- _Dokumen_

________________________________________

Saat kita terburu-buru untuk meninggalkan rumah karena tak ingin terlambat untuk menghadiri sebuah pertemuan penting, tiba-tiba saja kita melupakan letak dari sesuatu yang ingin kita bawa, entah itu dokumen, kunci, ataupun gadget. Kamu padahal yakin sekali bahwa tadi malam kamu meninggalkan benda tersebut di atas meja makan dan tak ada orang lain yang memindahkannya sama sekali. Bagaimana bisa ingatan tentang hal sesederhana ini hilang dari pikiran kita? Adakah hal yang kita bisa lakukan untuk meningkatkan daya ingat kita? Terlebih ingatan akan sesuatu yang penting untuk membantu kegiatan sehari-hari kita.
Semua Ingatan Pasti Akan Memudar, Akan Tetapi Ada Cara Untuk Menjaga Ingatan Yang Ingin Kamu Simpan
Pernahkah kamu mendatangi sebuah pesta dan disapa oleh orang asing yang wajahnya terasa familiar? Setelah beberapa saat berbincang, baru saja kamu sadar bahwa kamu pernah berjumpa dengannya beberapa bulan yang lalu. Momen memalukan seperti ini dapat terjadi kepada siapapun, dan ini merupakan “dosa” pertama dari “7 dosa mematikan dari ingatan manusia”, yakni: transience (kesementaraan). Ingatan itu bersifat transient – yakni ia akan menghilang seiring dengan berjalannya waktu tanpa kita menyadarinya.

________________________________________

- _Cuplikan dari catatan segmentasi_
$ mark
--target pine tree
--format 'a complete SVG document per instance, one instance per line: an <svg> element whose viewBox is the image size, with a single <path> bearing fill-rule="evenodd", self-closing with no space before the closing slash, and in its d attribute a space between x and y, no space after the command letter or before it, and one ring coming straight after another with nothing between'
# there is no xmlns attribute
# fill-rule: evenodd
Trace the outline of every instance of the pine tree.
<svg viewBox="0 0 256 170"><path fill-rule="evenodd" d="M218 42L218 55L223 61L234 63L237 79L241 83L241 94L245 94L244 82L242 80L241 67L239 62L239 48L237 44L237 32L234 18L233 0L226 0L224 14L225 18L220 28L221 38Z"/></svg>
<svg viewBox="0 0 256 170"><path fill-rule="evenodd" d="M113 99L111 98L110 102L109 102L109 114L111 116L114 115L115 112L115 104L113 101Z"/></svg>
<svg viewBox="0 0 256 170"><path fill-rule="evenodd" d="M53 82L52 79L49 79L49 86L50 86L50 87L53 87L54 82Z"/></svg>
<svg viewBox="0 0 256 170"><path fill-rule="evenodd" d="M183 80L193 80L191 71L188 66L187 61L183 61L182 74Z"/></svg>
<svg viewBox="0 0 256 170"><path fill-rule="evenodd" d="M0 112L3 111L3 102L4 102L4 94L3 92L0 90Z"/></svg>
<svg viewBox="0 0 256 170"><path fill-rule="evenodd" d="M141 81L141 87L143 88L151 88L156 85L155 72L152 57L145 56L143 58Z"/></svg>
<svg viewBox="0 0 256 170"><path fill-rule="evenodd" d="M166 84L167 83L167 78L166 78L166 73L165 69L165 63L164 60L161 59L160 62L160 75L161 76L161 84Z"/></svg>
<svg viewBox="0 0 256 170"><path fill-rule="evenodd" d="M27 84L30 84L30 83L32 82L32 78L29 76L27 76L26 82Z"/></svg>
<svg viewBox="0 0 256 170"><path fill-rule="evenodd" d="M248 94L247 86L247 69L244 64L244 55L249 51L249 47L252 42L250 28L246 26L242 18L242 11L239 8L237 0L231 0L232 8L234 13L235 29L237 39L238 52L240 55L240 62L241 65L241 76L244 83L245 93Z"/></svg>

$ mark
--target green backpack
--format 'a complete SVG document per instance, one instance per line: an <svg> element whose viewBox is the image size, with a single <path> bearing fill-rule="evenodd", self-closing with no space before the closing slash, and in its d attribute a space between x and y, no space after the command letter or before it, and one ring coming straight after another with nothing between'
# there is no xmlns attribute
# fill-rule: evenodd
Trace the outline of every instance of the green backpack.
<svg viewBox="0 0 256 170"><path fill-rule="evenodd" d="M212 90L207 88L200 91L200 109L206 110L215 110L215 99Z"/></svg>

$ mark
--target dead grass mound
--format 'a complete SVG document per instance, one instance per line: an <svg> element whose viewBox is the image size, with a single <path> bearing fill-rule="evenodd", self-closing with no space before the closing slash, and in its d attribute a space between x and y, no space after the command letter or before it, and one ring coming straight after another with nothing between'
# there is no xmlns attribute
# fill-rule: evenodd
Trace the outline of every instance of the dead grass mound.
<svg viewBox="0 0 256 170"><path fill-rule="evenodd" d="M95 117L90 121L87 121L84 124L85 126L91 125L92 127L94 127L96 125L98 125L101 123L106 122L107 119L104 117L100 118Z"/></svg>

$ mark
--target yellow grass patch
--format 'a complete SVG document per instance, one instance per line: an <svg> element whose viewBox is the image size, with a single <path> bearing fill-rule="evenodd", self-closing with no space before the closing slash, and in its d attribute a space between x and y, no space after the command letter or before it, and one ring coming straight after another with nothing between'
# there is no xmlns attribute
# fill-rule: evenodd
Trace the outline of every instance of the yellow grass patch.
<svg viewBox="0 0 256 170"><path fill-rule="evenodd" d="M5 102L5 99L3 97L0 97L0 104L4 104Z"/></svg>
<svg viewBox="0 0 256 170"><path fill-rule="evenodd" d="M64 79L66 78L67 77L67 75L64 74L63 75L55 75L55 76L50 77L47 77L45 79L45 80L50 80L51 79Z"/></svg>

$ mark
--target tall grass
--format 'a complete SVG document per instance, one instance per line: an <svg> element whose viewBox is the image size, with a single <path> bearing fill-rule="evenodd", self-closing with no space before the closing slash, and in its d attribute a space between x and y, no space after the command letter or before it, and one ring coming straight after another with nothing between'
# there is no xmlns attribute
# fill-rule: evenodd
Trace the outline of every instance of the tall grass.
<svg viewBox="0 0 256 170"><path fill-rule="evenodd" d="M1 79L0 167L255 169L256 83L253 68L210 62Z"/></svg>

________________________________________

- _Tugas yang dikerjakan_
1. Kutip bagian teks tentang daya ingat yang berada di antara "Saat kita terburu-buru" dan "kegiatan sehari-hari kita.", termasuk kedua bagian itu.
2. Lanjutkan teks tentang memudarnya ingatan, dimulai setelah kalimat terakhir yang ditampilkan.

- _Hasil per tugas_
1.
Saat kita terburu-buru untuk meninggalkan rumah karena tak ingin terlambat untuk menghadiri sebuah pertemuan penting, tiba-tiba saja kita melupakan letak dari sesuatu yang ingin kita bawa, entah itu dokumen, kunci, ataupun gadget. Kamu padahal yakin sekali bahwa tadi malam kamu meninggalkan benda tersebut di atas meja makan dan tak ada orang lain yang memindahkannya sama sekali. Bagaimana bisa ingatan tentang hal sesederhana ini hilang dari pikiran kita? Adakah hal yang kita bisa lakukan untuk meningkatkan daya ingat kita? Terlebih ingatan akan sesuatu yang penting untuk membantu kegiatan sehari-hari kita.

2.
Sebuah studi yang diadakan oleh peneliti di California menunjukkan bagaimana otak kita mengalami penurunan kemampuan seiring waktu. Studi ini diadakan setelah dibebaskannya O.J. Simpson di tahun 1995 dari tuduhan atas pembunuhan terhadap sang istri dan satu orang laki-laki lain. Di saat itu, sekelompok siswa diminta untuk memberikan penjelasan mendetail mengenai kasus ini serta hasil dari sidang di pengadilan. 15 bulan kemudian, kelompok siswa yang sama diminta untuk menjelaskan tentang hal yang sama; hanya 50% dari mereka yang mampu memberi penjelasan seakurat dari penjelasan pertama mereka. Setelah 3 tahun berlalu, tes yang sama dilakukan dan hanya 30% dari mereka yang mampu mempertahankan ingatan mereka mengenai kejadian tersebut.
Penemuan ini bukanlah hal yang mengejutkan. Tanpa melakukan penelitian pun kita sudah merasakannya dalam keseharian. Percobaan lain mengenai ingatan pernah dilakukan oleh filsuf Jerman yang bernama Hermann Ebbinghaus. Beliau mengembangkan “forgetting curve” (kurva lupa) yang mampu menunjukkan bagaimana ingatan manusia memudar dari waktu ke waktu. Dalam percobaannya, beliau mencoba menghafalkan sekelompok kata- kata yang tak masuk akal. Setelah 9 jam berlalu, beliau telah melupakan 60% dari kata-kata tersebut. Pada akhir bulan, 75% dari kata-kata itu benar-benar tak berbekas di ingatannya.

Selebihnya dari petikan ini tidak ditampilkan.